┌─ Text extract

Men’s Basketball: BU goes scoreless late, falls to first-place Colgate

Featured image by Jacob Ireland

By Henry Dinh-Price

BOSTON  — Ethan Okwuosa went coast to coast. He snatched the rebound, raced past two defenders, euro stepped past a third, before beating Colgate’s Braeden Smith at the rim. 

His layup cut BU’s deficit to one point with 4:24 remaining, surging on a 7-0 run. Case Gym was roaring. 

But the energy was sucked out of the gym moments later.

An 11-0 Colgate run over the ensuing four minutes put the game out of reach. 

They were minutes the Terriers (9-15, 4-7 PL) will want back, as they fell, 74-64, to the first-place Colgate Raiders (16-8, 10-1 PL) on Wednesday. 

BU senior guard Miles Brewster tied his career-high in points with 21 on 7-for-10 shooting, but it wasn’t enough. Colgate had too many answers offensively. 

In the first half, Colgate’s elite 3-point shooting proved why it is the team to beat in the Patriot League. Fifth-year forward Ryan Moffatt buried his second 3 in the opening four minutes to give the Raiders a 9-6 lead — one they would not relinquish. 

Less than a minute later, he hit his third. 

The Terriers double-teamed the post early, an understandable choice against fifth-year forward Keegan Records, the conference’s preseason Player of the Year, but they couldn’t rotate effectively, leaving Moffatt — a 38.7 percent 3-point shooter — wide open. 

“We made a lot of mistakes in the first half and some of it I’m gonna have to take some responsibility,” head coach Joe Jones said. “We were blitzing (the post). We were very confused. And we kept making mistakes. So I gotta take that.”

Colgate made 7-of-15 3-pointers in the first half to take a 32-24 lead into halftime. 

But in the second half, when Colgate stopped shooting 3s as BU tightened its rotations, Records went to work. 

Records scored Colgate’s first 11 points of the half. The 6-foot-10, 250-pounder could not be stopped by sophomore forward Otto Landrum or freshman wing Matai Baptiste. 

“We had no answer for Records inside,” Jones said. “He looked like a grown man out there.”

Records finished with 18 points and five rebounds. Down the final stretch, he scored on three straight trips down the floor to give the Raiders an eight-point lead with just over a minute left.

“He won them the game,” Jones said. 

But even when Records subbed out at the 12-minute mark, BU couldn’t get a stop. The Raiders started the half shooting 9-for-11 and held a 51-42 lead with just over 10 minutes remaining.

Colgate’s first 19 points of the half all came in the paint. 

“You’ve gotta be able to have an answer for the inside game,” Jones said. 

Brewster got things going momentarily, going on a personal 7-2 run, capped by a right-wing 3 that cut the deficit to four. 

“I’ve just been playing confidently recently. Shots were feeling good,” Brewster said. 

But Colgate senior guard Chandler Baker answered with a pair of 3s on consecutive possessions to push the Raiders lead to 10, its largest of the game to that point.

└─

Task details -> List every Colgate player named in the game report on Boston University's loss to Colgate. The rows are not needed for any task.

┌─ Supplied records

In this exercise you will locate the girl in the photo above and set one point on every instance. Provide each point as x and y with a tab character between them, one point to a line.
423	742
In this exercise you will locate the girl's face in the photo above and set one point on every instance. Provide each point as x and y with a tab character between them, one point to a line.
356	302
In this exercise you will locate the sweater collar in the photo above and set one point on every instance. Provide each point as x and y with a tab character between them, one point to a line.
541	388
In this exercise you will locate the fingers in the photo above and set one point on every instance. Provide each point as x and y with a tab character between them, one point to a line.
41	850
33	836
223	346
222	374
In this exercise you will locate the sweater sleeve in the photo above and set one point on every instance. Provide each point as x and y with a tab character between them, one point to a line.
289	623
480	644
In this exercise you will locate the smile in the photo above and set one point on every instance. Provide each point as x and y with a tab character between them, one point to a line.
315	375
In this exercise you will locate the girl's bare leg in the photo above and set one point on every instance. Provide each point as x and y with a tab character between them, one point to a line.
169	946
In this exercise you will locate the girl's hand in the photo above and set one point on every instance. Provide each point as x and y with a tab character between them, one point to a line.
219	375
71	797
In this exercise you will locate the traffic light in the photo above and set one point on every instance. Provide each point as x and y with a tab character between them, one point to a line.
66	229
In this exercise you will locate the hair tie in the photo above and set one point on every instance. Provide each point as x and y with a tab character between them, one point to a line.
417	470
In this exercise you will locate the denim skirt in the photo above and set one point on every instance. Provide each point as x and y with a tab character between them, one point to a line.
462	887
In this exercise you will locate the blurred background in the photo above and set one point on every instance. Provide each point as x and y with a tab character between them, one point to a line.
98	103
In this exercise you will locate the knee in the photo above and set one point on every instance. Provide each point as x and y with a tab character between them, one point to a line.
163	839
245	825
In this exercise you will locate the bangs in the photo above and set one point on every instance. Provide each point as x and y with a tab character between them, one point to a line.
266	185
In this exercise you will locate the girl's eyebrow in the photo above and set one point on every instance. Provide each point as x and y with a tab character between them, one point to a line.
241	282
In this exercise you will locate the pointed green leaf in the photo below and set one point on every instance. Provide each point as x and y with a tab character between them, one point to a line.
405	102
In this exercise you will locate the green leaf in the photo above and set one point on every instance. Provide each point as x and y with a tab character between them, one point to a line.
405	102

└─

Complete answer -> Braeden Smith, Ryan Moffatt, Keegan Records, Chandler Baker